===== Information supplied
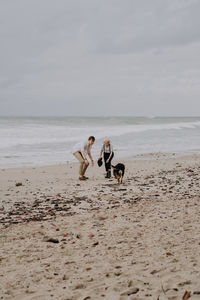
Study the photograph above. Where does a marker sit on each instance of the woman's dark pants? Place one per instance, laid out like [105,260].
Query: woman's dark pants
[108,165]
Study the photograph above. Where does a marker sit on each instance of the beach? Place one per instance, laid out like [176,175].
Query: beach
[61,238]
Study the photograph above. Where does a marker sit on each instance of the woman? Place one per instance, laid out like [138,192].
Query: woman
[107,151]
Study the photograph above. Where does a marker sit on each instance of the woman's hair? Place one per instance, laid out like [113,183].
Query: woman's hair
[106,141]
[91,138]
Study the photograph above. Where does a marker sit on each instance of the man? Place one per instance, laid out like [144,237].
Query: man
[80,151]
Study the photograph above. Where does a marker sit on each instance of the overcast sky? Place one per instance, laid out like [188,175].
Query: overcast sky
[100,57]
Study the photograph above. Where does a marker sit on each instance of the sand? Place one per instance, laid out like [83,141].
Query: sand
[61,238]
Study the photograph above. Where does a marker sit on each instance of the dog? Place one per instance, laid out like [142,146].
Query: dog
[118,172]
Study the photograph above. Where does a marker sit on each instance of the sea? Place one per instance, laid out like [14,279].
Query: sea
[36,141]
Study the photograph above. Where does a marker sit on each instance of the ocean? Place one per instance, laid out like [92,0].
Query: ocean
[49,140]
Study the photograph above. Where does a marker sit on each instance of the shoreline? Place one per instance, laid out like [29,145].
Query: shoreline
[140,156]
[110,240]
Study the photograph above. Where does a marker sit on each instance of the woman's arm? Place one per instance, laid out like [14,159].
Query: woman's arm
[101,152]
[109,156]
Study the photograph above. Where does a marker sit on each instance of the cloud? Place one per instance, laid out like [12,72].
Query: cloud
[99,57]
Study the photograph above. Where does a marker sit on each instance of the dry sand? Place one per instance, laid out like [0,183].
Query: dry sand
[65,239]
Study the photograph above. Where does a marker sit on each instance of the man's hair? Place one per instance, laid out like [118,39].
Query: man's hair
[91,138]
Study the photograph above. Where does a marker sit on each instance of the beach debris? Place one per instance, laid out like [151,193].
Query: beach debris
[196,293]
[186,295]
[91,235]
[130,291]
[95,244]
[184,283]
[51,240]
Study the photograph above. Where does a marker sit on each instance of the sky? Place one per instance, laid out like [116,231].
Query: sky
[99,58]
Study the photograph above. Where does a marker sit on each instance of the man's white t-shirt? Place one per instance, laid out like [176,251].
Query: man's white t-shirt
[85,147]
[107,149]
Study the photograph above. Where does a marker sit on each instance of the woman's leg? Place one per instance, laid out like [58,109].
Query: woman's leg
[109,165]
[106,156]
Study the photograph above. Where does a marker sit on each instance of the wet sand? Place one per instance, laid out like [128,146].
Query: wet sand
[61,238]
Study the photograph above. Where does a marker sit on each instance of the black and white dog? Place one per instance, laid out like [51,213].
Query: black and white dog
[118,172]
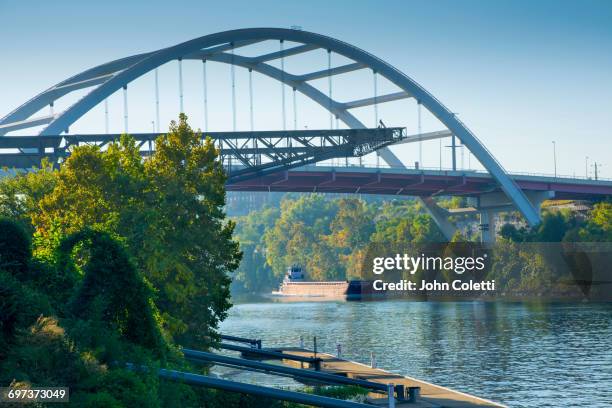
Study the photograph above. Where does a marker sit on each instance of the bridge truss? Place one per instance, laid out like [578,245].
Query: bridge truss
[245,155]
[103,80]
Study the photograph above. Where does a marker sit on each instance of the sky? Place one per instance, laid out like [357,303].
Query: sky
[519,74]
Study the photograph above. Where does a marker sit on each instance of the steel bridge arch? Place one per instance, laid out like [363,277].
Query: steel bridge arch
[117,74]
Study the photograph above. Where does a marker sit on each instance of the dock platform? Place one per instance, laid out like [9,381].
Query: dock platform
[431,395]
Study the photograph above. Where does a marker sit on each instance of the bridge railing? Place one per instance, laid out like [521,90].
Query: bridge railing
[460,170]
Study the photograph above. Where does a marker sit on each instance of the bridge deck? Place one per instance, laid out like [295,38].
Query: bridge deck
[431,395]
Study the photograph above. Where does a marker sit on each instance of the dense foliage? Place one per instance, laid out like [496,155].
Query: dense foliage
[167,211]
[111,260]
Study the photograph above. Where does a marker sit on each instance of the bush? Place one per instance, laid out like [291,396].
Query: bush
[112,290]
[15,249]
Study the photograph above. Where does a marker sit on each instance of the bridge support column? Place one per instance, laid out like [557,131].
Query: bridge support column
[490,204]
[487,226]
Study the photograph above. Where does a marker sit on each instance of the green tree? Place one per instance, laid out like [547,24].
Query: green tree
[194,253]
[113,290]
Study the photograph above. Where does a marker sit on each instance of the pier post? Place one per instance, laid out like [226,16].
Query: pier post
[391,395]
[400,391]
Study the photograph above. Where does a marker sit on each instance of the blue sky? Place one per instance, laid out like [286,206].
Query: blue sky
[519,73]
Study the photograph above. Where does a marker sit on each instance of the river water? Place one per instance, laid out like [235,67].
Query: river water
[519,354]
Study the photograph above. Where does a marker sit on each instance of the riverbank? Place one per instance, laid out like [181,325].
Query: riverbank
[516,353]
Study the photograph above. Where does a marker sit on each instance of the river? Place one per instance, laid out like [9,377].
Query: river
[519,354]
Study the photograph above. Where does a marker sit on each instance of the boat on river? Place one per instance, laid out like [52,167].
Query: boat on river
[295,284]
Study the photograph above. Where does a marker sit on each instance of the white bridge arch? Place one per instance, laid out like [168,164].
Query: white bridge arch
[107,78]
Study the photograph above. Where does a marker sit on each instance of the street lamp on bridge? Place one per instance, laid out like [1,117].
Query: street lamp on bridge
[555,157]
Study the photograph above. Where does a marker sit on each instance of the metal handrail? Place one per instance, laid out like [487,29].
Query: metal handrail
[242,388]
[202,356]
[272,354]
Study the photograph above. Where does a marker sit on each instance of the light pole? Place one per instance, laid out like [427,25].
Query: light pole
[555,157]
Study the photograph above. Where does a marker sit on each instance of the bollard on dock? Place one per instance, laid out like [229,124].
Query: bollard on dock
[391,395]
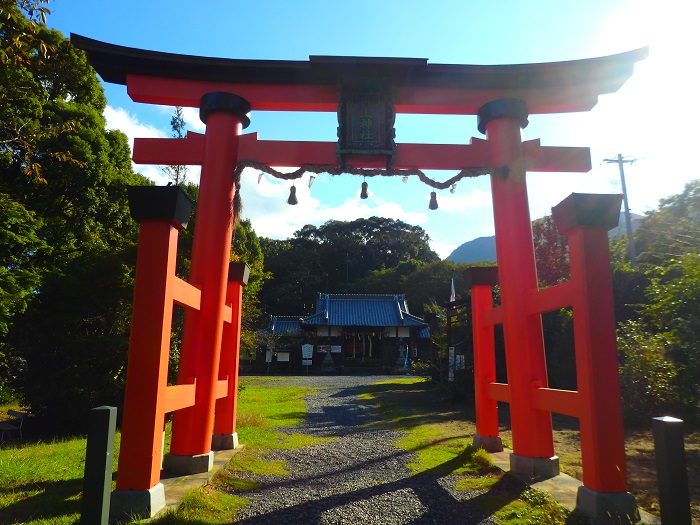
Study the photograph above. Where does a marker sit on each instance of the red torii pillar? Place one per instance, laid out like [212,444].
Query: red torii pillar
[225,436]
[225,116]
[533,444]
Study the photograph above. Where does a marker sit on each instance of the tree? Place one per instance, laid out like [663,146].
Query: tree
[672,230]
[177,173]
[64,177]
[551,252]
[332,257]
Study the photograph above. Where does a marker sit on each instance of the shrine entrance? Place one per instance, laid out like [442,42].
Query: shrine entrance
[367,93]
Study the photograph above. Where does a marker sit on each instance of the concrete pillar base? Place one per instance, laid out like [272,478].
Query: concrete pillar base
[125,505]
[186,465]
[224,441]
[607,507]
[534,468]
[488,443]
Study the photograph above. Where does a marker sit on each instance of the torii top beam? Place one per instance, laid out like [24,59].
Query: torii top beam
[417,87]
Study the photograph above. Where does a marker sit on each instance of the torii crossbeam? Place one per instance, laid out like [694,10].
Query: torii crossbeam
[503,97]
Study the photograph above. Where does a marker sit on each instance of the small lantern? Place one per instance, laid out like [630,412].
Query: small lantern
[433,201]
[292,196]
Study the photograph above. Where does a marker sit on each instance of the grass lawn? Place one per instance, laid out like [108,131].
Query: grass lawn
[41,483]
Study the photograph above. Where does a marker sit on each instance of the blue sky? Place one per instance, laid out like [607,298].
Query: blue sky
[653,118]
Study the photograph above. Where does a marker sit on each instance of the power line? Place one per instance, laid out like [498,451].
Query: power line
[620,161]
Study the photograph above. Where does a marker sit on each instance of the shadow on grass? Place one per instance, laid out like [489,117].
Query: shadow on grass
[55,499]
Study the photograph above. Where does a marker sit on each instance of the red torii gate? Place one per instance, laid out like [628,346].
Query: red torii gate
[226,91]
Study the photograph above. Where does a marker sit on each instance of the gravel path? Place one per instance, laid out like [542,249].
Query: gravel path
[358,478]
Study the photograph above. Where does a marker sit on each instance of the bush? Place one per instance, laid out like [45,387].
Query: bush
[647,376]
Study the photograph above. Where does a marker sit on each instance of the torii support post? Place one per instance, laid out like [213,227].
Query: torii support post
[585,219]
[161,211]
[225,116]
[533,443]
[225,436]
[481,280]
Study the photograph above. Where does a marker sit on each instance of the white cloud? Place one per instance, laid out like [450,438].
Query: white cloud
[457,202]
[265,204]
[128,123]
[121,119]
[190,115]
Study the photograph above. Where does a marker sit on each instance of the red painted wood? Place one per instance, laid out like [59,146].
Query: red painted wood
==========
● **Task directions**:
Reproduce verbatim the lines of the listing beginning with the line that contains "out like [213,227]." and continuing through the final line of the listing.

● **Solution**:
Study the photograph above. Where does a marker sit on each instance of the torii support post? Place one per instance, laid out like [213,227].
Query: torii support post
[585,219]
[161,211]
[225,116]
[533,443]
[225,436]
[481,280]
Study the photograph above. Where does a marker sit on each instance of the white cloud? Place one per instance, laid out like [450,438].
Query: white cloud
[457,202]
[265,204]
[128,123]
[121,119]
[190,115]
Study the photograph above. Where does a marker sit on each instance of the red painted wood? Place one per instance, laid out like [59,146].
Query: red painted wood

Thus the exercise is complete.